++++ LISTED RECORDS ++++

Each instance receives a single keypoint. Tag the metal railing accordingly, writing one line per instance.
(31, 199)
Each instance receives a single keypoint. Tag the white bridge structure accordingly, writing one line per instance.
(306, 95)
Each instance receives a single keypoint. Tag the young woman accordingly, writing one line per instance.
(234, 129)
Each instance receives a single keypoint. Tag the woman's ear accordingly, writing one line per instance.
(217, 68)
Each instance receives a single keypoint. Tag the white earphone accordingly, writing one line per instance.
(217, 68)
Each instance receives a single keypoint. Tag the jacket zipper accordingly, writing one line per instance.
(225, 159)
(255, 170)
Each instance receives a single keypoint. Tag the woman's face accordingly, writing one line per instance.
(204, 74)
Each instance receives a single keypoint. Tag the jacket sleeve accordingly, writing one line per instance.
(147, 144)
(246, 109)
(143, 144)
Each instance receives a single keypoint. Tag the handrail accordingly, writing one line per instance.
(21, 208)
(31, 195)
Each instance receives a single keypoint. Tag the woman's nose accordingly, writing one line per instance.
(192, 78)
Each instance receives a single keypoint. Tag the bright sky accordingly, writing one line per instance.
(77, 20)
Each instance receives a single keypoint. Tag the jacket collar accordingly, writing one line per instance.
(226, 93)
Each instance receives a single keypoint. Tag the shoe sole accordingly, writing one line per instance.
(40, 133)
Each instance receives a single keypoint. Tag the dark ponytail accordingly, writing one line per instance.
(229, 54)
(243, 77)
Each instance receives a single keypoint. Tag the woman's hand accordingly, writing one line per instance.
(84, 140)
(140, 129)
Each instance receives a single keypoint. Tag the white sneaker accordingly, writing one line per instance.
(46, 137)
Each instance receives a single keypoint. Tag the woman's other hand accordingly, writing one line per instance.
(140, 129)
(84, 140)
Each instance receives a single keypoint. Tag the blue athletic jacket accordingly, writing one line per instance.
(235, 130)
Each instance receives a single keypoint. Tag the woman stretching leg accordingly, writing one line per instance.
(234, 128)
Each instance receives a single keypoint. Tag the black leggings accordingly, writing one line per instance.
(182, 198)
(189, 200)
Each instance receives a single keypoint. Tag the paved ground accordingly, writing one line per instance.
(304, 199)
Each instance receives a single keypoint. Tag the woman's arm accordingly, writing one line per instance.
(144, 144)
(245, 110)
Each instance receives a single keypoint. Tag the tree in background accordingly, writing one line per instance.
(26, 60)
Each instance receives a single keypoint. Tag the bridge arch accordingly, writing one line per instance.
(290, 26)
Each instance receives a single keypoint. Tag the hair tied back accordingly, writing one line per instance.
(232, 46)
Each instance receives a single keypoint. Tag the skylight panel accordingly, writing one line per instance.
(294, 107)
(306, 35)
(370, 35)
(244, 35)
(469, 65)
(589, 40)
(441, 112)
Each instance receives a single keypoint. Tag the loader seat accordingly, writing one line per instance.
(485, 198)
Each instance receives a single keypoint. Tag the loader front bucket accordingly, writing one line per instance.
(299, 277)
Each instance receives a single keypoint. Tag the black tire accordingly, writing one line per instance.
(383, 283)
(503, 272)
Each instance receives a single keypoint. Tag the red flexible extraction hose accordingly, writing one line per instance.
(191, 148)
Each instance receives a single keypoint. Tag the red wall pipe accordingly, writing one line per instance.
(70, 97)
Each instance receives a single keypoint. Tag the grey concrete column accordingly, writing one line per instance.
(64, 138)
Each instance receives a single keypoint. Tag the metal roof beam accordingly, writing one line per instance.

++++

PROBLEM DETAILS ->
An exact copy of the lines from the one with "Each instance receives a single keypoint. Tag the woman's arm" through the final line of the entries is the whole answer.

RESPONSE AREA ->
Each instance receives a single keypoint. Tag the woman's arm accordingly, writing one line per instance.
(144, 144)
(245, 110)
Each instance receives a single keypoint. Tag the tree in background accordingly, writing one line per instance.
(26, 60)
Each instance receives a single keypoint. Tag the bridge arch accordingly, writing one line per instance.
(290, 26)
Each instance receives a single keypoint. Tag the hair tied back accordingly, writing one line per instance.
(232, 46)
Each instance receives a single keypoint. Tag the skylight panel accordingly, writing one line per instance.
(294, 107)
(306, 35)
(370, 35)
(244, 35)
(469, 65)
(589, 40)
(441, 112)
Each instance receives a single keypoint. Tag the loader seat accordingly, writing one line per instance.
(485, 198)
Each instance receives a single keypoint. Tag the loader front bucket accordingly, writing one line per instance.
(299, 277)
Each instance receives a single keypoint. Tag the black tire accordingly, writing one line per instance.
(383, 283)
(503, 272)
Each instance receives a single keypoint. Tag the red flexible extraction hose accordingly, writing one line per instance.
(191, 148)
Each instance receives a single keypoint. Tag the red wall pipe accordingly, writing one line per instance.
(70, 97)
Each instance receives a single keypoint. Tag the grey concrete column accordingly, writing one line per instance.
(64, 138)
Each instance receives a single keypoint. Tag the metal roof beam accordingly, writing one line per instance.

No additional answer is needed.